Filter the data below and keep only the lines that contain the word "concrete". Case counts.
--- START Input material ---
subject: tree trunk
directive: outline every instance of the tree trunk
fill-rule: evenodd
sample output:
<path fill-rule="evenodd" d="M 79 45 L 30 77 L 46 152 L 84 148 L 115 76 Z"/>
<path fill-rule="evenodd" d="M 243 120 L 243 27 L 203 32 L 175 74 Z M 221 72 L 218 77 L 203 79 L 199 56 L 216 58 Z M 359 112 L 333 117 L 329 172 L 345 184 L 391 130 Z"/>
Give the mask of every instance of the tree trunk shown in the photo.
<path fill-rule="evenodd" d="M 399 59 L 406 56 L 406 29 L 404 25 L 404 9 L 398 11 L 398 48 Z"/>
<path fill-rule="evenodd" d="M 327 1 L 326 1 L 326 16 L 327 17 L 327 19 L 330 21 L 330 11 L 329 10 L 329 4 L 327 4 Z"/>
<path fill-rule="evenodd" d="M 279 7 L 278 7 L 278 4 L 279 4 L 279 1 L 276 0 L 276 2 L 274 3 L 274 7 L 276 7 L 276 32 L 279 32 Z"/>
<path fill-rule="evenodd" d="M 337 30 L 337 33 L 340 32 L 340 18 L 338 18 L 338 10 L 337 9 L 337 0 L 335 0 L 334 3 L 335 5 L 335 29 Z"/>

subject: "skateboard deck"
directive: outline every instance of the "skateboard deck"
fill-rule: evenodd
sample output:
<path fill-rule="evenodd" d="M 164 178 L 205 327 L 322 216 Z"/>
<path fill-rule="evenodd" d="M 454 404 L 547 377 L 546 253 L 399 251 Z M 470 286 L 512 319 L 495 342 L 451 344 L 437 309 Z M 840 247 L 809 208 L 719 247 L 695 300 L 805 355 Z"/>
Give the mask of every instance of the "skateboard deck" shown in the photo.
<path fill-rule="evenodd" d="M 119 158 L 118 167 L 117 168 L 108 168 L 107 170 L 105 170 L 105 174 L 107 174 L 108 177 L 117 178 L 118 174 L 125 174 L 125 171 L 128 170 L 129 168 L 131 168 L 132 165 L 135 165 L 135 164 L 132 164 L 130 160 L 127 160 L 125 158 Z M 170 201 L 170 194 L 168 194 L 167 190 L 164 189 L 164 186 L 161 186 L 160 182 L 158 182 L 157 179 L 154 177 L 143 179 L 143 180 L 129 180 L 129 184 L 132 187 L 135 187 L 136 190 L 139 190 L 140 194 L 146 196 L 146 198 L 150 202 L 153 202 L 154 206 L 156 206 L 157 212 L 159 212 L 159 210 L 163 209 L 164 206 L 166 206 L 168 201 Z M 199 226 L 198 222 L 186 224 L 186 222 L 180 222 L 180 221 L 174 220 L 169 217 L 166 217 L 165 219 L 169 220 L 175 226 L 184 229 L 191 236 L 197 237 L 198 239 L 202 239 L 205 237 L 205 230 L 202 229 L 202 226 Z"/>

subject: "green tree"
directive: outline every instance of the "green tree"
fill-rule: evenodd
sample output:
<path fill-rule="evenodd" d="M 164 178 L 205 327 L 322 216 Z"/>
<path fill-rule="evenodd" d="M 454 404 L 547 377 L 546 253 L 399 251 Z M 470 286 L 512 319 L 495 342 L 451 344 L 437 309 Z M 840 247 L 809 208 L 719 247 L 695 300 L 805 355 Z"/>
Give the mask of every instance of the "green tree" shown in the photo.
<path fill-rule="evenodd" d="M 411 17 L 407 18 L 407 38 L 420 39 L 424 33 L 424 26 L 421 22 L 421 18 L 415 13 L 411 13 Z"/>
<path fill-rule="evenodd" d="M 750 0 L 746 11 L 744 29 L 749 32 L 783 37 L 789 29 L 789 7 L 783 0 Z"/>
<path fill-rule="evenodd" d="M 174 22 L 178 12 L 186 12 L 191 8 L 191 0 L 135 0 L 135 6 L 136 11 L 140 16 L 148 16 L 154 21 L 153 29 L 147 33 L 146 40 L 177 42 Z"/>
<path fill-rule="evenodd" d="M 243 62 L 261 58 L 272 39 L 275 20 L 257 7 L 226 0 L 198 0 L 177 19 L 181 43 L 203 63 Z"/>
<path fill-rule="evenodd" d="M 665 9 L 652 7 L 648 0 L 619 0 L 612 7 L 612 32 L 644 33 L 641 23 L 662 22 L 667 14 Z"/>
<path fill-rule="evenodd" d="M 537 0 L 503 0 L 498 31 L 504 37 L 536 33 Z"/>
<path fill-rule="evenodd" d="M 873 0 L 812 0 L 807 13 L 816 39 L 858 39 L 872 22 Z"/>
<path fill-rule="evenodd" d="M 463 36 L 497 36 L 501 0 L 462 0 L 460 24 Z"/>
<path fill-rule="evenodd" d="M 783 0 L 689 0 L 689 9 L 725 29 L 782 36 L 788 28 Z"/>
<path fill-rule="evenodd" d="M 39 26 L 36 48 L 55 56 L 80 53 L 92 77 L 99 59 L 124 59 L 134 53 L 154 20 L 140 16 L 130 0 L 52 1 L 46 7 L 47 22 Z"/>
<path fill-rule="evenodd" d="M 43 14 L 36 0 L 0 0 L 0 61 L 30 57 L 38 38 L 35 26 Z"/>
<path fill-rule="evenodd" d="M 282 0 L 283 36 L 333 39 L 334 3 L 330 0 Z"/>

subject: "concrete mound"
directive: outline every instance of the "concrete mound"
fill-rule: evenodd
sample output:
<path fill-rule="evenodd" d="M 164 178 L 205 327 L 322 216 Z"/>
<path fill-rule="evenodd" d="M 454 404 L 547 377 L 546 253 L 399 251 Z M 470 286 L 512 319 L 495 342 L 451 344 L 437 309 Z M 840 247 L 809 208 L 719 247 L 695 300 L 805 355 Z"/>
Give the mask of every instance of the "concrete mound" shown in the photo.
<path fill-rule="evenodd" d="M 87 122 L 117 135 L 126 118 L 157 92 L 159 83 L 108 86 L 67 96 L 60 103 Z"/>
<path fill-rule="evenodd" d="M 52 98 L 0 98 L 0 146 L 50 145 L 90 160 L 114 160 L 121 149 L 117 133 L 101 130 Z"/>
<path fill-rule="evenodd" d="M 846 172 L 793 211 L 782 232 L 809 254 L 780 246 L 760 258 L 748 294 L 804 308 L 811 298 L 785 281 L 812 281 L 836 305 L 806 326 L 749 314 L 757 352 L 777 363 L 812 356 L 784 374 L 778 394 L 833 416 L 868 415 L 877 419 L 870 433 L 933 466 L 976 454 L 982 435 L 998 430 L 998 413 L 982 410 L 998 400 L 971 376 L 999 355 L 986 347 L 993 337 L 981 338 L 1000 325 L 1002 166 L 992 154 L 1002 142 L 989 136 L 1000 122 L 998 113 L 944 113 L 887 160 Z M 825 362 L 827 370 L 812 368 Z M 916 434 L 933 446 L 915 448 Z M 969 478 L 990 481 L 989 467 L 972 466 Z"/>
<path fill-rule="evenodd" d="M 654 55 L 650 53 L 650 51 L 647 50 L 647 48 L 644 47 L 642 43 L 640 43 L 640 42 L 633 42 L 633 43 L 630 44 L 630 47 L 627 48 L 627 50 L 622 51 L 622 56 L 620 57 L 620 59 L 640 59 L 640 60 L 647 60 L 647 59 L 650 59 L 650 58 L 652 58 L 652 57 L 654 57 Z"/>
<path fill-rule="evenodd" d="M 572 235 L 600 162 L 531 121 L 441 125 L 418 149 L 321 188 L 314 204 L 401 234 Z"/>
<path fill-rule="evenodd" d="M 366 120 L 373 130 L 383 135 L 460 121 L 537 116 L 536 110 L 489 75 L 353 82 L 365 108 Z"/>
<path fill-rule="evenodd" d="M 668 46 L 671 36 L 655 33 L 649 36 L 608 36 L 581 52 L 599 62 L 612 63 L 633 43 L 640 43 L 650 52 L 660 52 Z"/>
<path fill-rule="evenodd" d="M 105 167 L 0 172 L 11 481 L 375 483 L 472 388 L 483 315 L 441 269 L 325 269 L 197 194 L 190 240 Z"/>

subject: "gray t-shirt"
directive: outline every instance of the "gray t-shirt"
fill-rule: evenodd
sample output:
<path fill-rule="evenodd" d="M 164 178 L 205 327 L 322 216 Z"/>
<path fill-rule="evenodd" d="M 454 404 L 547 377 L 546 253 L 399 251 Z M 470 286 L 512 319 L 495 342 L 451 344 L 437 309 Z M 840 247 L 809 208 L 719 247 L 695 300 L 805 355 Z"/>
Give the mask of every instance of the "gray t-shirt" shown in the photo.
--- END Input material ---
# [Solution to this exercise]
subject: "concrete mound"
directive: outline every instance of the "concrete mound"
Give the mask of every instance of the "concrete mound" shown in the photo.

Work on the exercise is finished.